# EXTRACTED MATERIAL
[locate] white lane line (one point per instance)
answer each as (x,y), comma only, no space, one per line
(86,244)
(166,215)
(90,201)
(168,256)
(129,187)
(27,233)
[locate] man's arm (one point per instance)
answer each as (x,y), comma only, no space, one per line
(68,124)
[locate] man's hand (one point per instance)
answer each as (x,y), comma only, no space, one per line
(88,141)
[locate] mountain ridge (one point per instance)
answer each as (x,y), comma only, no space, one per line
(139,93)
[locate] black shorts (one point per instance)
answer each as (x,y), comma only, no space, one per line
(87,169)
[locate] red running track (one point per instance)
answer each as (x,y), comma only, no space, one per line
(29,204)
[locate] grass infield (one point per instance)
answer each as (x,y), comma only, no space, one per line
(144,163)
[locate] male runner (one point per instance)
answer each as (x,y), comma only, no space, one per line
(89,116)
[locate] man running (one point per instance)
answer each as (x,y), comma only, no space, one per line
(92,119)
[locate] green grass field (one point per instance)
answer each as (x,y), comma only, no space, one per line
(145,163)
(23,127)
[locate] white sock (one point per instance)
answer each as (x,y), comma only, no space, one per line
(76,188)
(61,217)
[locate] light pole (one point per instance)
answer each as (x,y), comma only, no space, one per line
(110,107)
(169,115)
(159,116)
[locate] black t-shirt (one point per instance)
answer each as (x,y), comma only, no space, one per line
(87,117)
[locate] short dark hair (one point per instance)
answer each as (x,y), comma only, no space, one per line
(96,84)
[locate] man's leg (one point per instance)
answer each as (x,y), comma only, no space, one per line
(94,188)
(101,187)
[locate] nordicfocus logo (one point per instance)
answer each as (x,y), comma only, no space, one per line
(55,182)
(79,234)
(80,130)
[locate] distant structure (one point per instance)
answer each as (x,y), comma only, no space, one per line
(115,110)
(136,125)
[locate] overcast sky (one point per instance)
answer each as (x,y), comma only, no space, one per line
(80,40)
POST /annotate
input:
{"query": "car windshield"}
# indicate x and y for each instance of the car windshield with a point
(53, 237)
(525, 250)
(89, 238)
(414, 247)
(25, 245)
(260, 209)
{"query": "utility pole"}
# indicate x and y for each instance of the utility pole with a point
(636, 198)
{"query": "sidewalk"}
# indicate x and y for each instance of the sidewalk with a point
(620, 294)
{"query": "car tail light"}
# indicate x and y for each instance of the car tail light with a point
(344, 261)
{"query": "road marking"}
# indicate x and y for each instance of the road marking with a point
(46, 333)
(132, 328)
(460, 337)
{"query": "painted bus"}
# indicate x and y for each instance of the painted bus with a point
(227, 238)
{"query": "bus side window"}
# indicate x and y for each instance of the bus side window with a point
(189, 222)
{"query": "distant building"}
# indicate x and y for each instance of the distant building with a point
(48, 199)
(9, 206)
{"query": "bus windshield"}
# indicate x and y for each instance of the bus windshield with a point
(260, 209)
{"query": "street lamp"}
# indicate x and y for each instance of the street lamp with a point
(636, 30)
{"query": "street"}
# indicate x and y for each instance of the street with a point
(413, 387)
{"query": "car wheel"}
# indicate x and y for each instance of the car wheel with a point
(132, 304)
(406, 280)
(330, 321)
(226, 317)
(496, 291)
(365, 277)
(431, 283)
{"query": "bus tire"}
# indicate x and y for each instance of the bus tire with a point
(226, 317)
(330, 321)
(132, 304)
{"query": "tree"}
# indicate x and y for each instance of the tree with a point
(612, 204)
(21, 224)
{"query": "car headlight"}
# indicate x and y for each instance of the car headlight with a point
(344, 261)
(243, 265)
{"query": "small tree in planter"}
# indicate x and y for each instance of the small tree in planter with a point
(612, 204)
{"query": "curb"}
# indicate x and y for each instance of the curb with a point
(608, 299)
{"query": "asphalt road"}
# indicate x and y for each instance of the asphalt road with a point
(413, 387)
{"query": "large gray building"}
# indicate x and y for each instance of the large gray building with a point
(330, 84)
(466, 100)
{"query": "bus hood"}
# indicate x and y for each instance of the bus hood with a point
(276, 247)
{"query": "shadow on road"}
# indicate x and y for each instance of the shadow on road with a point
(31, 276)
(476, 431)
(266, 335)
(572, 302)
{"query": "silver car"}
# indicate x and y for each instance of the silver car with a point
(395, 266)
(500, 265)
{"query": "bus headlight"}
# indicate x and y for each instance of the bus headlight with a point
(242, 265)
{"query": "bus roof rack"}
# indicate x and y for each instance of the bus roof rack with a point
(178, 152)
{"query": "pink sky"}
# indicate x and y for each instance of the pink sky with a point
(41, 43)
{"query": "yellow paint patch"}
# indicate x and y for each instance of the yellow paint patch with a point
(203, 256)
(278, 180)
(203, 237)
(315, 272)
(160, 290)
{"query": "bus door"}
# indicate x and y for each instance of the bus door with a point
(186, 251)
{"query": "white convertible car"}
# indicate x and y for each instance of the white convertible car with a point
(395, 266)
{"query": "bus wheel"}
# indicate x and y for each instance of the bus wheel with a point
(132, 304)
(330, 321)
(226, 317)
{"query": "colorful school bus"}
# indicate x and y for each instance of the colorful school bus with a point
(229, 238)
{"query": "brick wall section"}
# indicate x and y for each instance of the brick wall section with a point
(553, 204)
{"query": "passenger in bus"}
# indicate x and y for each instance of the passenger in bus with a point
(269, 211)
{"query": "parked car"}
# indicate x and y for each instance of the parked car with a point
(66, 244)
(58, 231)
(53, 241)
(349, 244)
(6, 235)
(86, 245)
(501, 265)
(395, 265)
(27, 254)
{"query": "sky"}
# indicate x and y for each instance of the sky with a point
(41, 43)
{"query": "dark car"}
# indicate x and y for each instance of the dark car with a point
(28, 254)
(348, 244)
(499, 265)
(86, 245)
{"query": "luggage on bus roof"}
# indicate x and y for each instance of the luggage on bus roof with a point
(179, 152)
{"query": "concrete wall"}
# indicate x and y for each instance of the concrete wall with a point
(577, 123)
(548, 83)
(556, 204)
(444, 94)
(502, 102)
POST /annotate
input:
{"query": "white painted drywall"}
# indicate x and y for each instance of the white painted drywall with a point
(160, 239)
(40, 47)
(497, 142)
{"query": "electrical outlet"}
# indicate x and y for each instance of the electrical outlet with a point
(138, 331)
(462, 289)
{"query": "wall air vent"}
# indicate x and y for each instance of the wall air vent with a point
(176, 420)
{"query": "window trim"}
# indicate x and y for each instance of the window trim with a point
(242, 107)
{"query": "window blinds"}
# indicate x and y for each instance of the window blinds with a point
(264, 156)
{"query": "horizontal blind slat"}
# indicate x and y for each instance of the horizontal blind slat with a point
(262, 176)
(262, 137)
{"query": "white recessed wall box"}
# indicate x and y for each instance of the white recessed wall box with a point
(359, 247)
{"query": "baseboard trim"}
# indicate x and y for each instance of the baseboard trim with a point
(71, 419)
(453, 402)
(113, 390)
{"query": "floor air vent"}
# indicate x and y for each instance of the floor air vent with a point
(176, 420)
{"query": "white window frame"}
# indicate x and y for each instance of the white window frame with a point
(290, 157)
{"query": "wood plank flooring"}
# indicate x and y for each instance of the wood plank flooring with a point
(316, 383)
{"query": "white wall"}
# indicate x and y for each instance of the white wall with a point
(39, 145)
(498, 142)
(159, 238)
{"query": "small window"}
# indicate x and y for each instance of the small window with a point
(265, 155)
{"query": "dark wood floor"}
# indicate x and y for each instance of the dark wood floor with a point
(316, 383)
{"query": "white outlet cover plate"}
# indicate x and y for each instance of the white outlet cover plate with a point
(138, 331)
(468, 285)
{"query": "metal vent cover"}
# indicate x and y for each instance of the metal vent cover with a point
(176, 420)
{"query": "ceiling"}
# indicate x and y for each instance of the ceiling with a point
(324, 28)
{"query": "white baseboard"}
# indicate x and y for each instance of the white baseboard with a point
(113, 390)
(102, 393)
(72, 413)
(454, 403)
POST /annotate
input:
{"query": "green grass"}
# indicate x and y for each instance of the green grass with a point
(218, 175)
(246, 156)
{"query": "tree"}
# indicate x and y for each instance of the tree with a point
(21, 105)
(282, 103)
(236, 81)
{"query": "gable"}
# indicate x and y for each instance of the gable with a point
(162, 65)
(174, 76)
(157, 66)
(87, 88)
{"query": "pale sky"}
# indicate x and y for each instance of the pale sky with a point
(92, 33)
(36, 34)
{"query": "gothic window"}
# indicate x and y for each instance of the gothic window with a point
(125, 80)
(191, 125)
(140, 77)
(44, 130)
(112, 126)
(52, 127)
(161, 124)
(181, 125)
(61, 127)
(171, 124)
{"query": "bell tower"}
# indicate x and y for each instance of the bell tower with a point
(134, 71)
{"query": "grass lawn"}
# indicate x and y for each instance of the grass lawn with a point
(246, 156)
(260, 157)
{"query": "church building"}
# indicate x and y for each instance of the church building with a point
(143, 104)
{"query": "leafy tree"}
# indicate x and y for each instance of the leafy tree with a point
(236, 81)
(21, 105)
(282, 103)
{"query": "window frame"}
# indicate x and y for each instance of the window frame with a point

# DIRECTIONS FOR THIS TASK
Please output the exact lines of the records above, beginning with the first and stopping after the line that holds "[locate] green grass", and nothing else.

# TASK ANSWER
[locate] white lane line (one point per instance)
answer each as (x,y), comma only, no space, one per line
(86,244)
(166,215)
(90,201)
(168,256)
(129,187)
(27,233)
[locate] man's arm (one point per instance)
answer each as (x,y), comma only, no space, one per line
(68,124)
[locate] man's hand (one point per instance)
answer each as (x,y), comma only, no space, one per line
(88,141)
[locate] mountain ridge (one point per instance)
answer each as (x,y), comma only, no space, one per line
(139,93)
[locate] black shorts (one point per instance)
answer each as (x,y), comma only, no space, one per line
(87,169)
[locate] red running track (one point per instance)
answer each as (x,y), comma only, no space, one per line
(29,204)
[locate] grass infield (one point per instance)
answer each as (x,y), comma only, no space, one per line
(144,163)
[locate] male runner (one point per instance)
answer each as (x,y), comma only, no space, one per line
(89,116)
[locate] man running (one point per instance)
answer each as (x,y), comma only, no space, one per line
(92,119)
[locate] green grass field (one point per instance)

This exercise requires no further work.